Seçilen bölüm
####

Bütün bilim insanları Nobel almaz. Arada kaynayan, görmezden gelinen, buluşları
fikirleri çalınan çok olmuştur, olacaktır da, hatta bazıları Giordano Bruno gibi
yakılmadığına şükredecektir.
Sanatçıların pek çoğu hayattayken Picasso gibi deha katına çıkma lütfuna eremez. Van
Gogh’un çırpınışları, eserlerini, kendisi hayattayken değerli kılmaya yetti mi? Franz
Kafka’ya ne dersiniz? Fikret Mualla, tablolarının bugün müzayedelerde satıldığı
paraları, rüyasında görse inanır mıydı? Roden’in gölgesinde kalmaktan kurtulamayan
sevgilisi Camille Claudel, yaptığı heykellerin ekmeğini yiyebildi mi ömrünü
noktaladığı akıl hastanesinde? Korku edebiyatının öncülerinden bir kadın olarak Mary
Shelley, Frankenstein’ın ilk basımında kendi adını kullanmaya cesaret edebildi mi?
Kadın filozof Hypatia, yeni Platoncuğu savunduğunda kiliseyle ters düştüğü için derisi
yüzülerek korkunç işkencelerle öldürülmedi mi?
Bazılarının hasadı kutlama, bazılarınınki ceza!
Ama hepsi bilime, sanata birer tuğla koydular. Bu tuğlalar yok edilemez.
Ayrımsamayı, duyumsamayı bilenler bu tuğlaları görebilir, harcanmış, boşa gitmiş
emeklerin hakkını verirler iş işten geçtikten sonra olsa da.
Umutlu, bağbozumlu, gelenekli görenekli hasat sözcüğü bize, edebiyatın salıncaklı
tahterevallili, uçan balonlu yanarlı dönerli dünyasında hesap sordurur oldu!
Toprakta çalışmaktan öte, hayatımızın hasadını aramaya koyulduğumuzda, hangimiz,
adaletsizliğin gölgesinden bereket fışkırdığını söyleyebilir?
Emek verdiysen Veysel’in sadık yari kara toprağa, seni yarı yolda koymaz. İş bulup
çalıştıysan, işe yaradıysan, çevrene bir faydan dokundaysa az çok bereketi yaşarsın.
Birey olarak amaçladığımıza gelince; bırakın mutluluktan çıldırmayı, delicesine mutlu
olmayı – belki çok sağlıklı duygular da değildir – derin bir huzur, erinç gönenç
duyamadan göçer gider çoğumuz.
Hayat hasadında, var oluşsal ve doğal amaçlar uğruna harcadığımız emeklerin yarısı
boşa gider. Koşullar elvermediğinde pek bereketli olmaz hasadımız, bardağın dolu
tarafıyla yetiniriz. Başaranlar gönençli, başaramayanlar, kaybedenlerse kendi
yalnızlıklarında yol alır.
Sonu ne olursa olsun bitmez bir türlü harcanan emek.
Kan ter içinde kalsak da, arada mola versek de, yaşam sürdükçe sürer.
Hasadımız amacımızdır. Soluk alıp verdikçe sürecektir.
Hepimizin hasadı bereketli olsun, herkesin emeği karşılığını bulsun diyerek iyi okumalar.

####

Gösterilen kayıtlar
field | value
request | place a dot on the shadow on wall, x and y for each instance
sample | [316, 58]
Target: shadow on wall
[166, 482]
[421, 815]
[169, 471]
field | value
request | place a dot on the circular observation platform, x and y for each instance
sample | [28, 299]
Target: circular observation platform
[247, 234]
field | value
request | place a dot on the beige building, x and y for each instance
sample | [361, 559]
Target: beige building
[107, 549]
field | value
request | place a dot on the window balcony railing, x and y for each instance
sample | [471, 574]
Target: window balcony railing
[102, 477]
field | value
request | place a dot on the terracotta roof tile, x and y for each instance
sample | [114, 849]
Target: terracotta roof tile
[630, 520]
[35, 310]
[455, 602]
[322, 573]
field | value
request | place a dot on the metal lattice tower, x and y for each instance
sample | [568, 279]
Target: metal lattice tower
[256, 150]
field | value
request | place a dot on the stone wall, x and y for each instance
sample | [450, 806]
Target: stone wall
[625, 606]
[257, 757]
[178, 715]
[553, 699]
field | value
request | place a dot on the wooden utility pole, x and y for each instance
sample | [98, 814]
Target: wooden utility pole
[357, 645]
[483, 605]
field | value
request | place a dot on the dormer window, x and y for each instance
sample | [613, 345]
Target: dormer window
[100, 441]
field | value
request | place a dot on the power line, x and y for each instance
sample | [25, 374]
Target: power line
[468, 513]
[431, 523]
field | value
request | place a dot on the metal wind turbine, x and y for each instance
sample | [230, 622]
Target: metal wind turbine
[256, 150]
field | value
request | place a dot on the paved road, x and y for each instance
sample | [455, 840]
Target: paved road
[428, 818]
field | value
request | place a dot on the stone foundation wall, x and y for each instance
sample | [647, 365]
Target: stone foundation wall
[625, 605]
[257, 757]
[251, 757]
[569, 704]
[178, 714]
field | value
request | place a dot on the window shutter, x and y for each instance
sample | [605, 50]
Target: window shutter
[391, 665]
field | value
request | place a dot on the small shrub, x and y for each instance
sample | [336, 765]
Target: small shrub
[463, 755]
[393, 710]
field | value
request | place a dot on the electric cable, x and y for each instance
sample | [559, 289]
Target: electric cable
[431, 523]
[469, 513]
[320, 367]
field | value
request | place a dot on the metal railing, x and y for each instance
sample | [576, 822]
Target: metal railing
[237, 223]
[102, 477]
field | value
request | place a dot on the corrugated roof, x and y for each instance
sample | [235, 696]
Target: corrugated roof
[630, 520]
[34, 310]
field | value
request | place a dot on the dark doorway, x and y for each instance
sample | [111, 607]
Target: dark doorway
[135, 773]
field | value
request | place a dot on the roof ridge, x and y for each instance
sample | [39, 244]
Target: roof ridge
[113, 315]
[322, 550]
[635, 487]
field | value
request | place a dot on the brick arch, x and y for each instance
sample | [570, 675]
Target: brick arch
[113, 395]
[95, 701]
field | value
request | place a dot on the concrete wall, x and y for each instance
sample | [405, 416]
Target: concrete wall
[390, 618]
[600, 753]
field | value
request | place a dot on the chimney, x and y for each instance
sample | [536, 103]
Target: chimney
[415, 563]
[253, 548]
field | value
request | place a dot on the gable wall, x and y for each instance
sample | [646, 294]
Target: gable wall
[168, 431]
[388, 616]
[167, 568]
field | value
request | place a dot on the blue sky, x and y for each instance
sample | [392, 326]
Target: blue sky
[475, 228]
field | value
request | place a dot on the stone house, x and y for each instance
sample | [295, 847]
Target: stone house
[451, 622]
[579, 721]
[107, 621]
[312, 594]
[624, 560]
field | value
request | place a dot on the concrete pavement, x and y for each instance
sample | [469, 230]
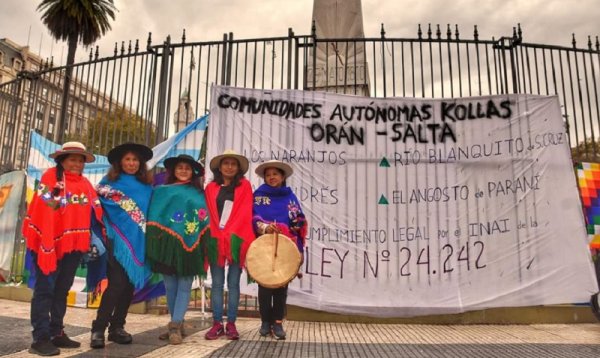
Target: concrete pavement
[315, 339]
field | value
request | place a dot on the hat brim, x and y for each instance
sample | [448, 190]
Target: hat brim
[171, 162]
[216, 162]
[284, 167]
[115, 154]
[89, 157]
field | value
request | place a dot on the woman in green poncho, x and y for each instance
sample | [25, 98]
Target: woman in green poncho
[177, 225]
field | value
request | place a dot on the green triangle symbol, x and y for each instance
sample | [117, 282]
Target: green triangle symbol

####

Yapılacaklar
**A.** Emek ve hasat üzerine yazıya göre, Giordano Bruno gibi bazı bilim insanları neye şükredecektir?
**B.** Emek ve hasat üzerine yazıda "Sonu ne olursa" ile "alıp verdikçe sürecektir." arasındaki bölümü, bu iki ifade de dahil, kelimesi kelimesine aktarın.

Verilen yanıtlar
**A.** Yakılmadıklarına şükredecektir.

**B.**
Sonu ne olursa olsun bitmez bir türlü harcanan emek.
Kan ter içinde kalsak da, arada mola versek de, yaşam sürdükçe sürer.
Hasadımız amacımızdır. Soluk alıp verdikçe sürecektir.